→ Written instruction 1
Copy the records exactly, from the line containing "mark: man's hand" through the end of the records, including both ends.
─── Text ───
Edited to add 3 photos of woods and my new thought of how sad I was in those woods, feeling violated in a way, and seeing all the great wood that was left behind like it was trash. To that guy, only the trunk was worth something ($$$). He obviously didn't even need firewood or he would've taken the smaller parts. Part of me doesn't want to disrupt nature, and I know all that wood will get eaten up again eventually, but another part of me thinks of how jerky humans already disrupted it, by taking at least half a dozen trees and leaving so much behind; more than nature would have. Digging up these pics from 2023 reminds me how much dead wood there is, and there's more than you see here. Note the two stumps near each other, how about a hugel between them, including them? Boy, talk about the cycle of life... I feel a memorial ceremony coming on when I do this.
─── Task material ───
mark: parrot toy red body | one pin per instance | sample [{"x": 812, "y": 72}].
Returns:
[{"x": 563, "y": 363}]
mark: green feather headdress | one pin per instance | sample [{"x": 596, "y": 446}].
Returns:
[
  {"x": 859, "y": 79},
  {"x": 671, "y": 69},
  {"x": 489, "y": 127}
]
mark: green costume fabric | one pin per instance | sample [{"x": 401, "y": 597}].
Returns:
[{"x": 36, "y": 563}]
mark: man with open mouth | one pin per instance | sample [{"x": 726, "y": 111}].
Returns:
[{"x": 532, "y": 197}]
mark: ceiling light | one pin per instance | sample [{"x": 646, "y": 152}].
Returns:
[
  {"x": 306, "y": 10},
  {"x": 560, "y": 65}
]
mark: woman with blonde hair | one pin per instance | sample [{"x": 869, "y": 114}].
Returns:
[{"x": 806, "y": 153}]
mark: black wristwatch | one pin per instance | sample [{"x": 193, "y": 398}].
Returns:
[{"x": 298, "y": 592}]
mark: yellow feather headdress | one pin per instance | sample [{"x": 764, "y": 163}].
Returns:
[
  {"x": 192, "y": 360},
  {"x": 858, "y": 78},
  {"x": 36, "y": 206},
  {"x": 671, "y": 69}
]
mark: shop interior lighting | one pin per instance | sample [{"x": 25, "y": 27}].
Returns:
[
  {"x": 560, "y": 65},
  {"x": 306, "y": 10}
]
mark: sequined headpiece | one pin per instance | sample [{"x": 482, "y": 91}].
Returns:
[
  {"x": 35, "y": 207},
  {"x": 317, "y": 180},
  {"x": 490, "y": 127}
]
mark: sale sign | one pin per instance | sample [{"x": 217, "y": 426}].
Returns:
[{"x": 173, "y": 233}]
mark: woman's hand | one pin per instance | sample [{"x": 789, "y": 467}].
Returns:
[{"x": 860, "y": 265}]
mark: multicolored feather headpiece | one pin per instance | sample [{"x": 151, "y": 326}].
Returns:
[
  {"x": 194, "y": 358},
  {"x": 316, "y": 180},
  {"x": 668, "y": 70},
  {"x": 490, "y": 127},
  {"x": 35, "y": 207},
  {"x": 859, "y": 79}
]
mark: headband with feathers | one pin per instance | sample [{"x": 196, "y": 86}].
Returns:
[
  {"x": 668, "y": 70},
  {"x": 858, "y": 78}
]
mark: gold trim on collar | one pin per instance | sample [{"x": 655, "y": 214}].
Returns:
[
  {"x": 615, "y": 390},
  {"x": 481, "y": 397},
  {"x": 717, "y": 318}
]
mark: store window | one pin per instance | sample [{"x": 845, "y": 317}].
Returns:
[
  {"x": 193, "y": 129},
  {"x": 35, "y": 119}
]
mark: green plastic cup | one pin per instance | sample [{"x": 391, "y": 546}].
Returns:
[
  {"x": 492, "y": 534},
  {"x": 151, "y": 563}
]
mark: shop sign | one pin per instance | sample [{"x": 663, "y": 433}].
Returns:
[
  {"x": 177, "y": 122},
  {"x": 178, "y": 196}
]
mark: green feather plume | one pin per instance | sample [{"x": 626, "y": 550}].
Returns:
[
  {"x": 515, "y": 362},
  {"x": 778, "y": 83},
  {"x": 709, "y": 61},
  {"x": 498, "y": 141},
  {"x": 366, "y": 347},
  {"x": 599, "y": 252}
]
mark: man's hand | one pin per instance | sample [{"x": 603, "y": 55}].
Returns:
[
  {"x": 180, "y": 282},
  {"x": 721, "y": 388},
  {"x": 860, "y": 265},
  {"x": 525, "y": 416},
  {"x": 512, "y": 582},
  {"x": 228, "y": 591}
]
───
→ Written instruction 2
Please repeat the whole text about the leftover wood in the woods exactly as it appears.

→ Exercise answer 1
mark: man's hand | one pin per instance | sample [{"x": 603, "y": 55}].
Returns:
[
  {"x": 180, "y": 282},
  {"x": 721, "y": 388},
  {"x": 860, "y": 265},
  {"x": 525, "y": 416},
  {"x": 512, "y": 582},
  {"x": 228, "y": 591}
]

→ Exercise answer 2
Edited to add 3 photos of woods and my new thought of how sad I was in those woods, feeling violated in a way, and seeing all the great wood that was left behind like it was trash. To that guy, only the trunk was worth something ($$$). He obviously didn't even need firewood or he would've taken the smaller parts. Part of me doesn't want to disrupt nature, and I know all that wood will get eaten up again eventually, but another part of me thinks of how jerky humans already disrupted it, by taking at least half a dozen trees and leaving so much behind; more than nature would have. Digging up these pics from 2023 reminds me how much dead wood there is, and there's more than you see here. Note the two stumps near each other, how about a hugel between them, including them? Boy, talk about the cycle of life... I feel a memorial ceremony coming on when I do this.